= Directions =
Find the string "dolphin" in the entries and copy each line that has it.

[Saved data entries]
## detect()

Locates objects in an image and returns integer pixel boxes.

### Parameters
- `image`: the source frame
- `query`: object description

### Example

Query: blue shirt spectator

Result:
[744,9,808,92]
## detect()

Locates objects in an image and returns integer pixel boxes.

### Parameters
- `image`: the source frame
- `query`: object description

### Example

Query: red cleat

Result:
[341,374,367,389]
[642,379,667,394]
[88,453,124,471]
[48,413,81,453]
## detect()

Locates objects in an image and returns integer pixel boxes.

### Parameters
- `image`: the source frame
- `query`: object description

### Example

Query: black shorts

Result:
...
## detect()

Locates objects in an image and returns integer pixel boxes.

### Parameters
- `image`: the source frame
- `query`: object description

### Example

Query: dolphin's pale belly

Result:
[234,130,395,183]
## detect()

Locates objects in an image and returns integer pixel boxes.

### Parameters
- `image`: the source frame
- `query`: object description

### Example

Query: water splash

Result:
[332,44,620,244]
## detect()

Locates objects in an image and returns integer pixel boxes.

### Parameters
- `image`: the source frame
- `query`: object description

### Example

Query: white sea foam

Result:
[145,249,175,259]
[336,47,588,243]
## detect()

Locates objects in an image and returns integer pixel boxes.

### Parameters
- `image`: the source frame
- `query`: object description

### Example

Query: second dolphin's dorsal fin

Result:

= Exercise result =
Query: dolphin's pale belly
Query: second dolphin's dorsal fin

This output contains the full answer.